> Text segment:
● ● ●

Moving the catheter to view the cardiac structures means more work, more time, more risk and more radiation. In the interventional lab, we always use angiography and ultrasound. Angiography, i.e. radiation imaging, helps us to carry out the procedure and navigate to place the ICE catheter inside the heart. If we don’t need to move the catheter because we can see everything at once we of course also need less radiation. If we have a technology that gives us everything with the catheter in the same place, it’s much better.
Many specialists are needed in such an intervention. One day, could just one person do this?
With ICE, we can do everything while the patient is awake, without discomfort and anaesthesia, and with fewer people inside the room and less radiationJosé Ribeiro
That’s the big point. But we need to train interventional cardiologists, to change their mind-set. They typically use angiography and ignore ultrasound. However, this is changing now. Everything is changing in the interventional lab. We are using TEE in a significant number of procedures; but with TEE we also need specialists. With ICE, we can do everything while the patient is awake, without discomfort and anaesthesia, and with fewer people inside the room and less radiation.
In the lab, for ICE guidance we use the echocardiography machine to direct the image and ICE catheter manipulation beyond the angio room equipment. In future, we could have all the controls on the table – connecting angio and ultrasound controls. Also, we need to improve the imaging display software, with specific play sets for detailed procedures, to give the right plans for each interventional procedure. Right now, in our hospital, we simultaneously use display ultrasound imaging and angio imaging on the same screen. We can switch to all the positions we need, but we need lots of training to be able to see it. The learning curve for interventional cardiologists is long. Some interventional cardiologists already have experience with 2-D imaging, and they have a significant advantage to give the final step to use 3-D imaging in ultrasound. The learning curve is more important when you are using angio only.

● ● ●

> Source material:

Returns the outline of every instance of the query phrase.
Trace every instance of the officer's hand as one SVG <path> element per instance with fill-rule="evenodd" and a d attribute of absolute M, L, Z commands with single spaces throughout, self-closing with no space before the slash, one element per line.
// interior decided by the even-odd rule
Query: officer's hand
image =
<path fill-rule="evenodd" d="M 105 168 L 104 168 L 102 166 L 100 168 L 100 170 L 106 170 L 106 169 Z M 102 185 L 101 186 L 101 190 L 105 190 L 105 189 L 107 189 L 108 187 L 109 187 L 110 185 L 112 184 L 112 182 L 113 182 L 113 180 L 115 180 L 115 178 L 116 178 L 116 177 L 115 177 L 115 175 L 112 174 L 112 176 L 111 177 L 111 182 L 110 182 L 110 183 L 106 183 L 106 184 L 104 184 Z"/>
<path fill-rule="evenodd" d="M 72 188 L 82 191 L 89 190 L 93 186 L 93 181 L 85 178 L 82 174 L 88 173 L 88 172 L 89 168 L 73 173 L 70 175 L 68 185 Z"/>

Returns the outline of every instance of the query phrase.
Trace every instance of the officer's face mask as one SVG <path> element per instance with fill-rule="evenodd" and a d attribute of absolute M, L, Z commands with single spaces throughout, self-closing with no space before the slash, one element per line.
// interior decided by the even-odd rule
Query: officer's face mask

● ● ●

> Exercise brief: Extend the interview excerpt above on ICE imaging in the interventional lab with a few more paragraphs, beginning right after its final sentence.

> Exercise answer:
For which cases do you use TEE and ICE?
In our lab we check all patients in the echo lab in a selection process and, when we are very confident about the pathology or anatomy, we use the ultrasound image (TEE or ICE) for guidance and to improve confidence during the procedure. In simple cases, such as ASD or PFO closure, we use ICE. As mentioned earlier, ICE gives us many advantages - no anaesthesia needed, more comfort, etc. For more complex cases we must decide how much imaging we need. We also use ICE in normal mitral valve repair; we have initial experience with this wide angle 3-D ICE catheter that crosses the inter-atrial septum to scan left side structures, for instance.
So far, our experience with ICE is limited. But even with more experience, in complex cases we tend to prefer the technique or imaging tool with which we have more experience. So TEE may still be preferred in such scenarios. The main limitation of ICE is lack of experience with the technology. In addition, if the case is too complex, we may need to cross with the catheter to the left side, so we need to move the catheter to be sure. ICE could be useful in some patients who cannot be imaged with TEE. Both methods are alternative. ICE is a step forward, especially with this new dimension – 3-D ICE. But,’ he concluded, ‘in the future we need to check what’s the best option for each patient.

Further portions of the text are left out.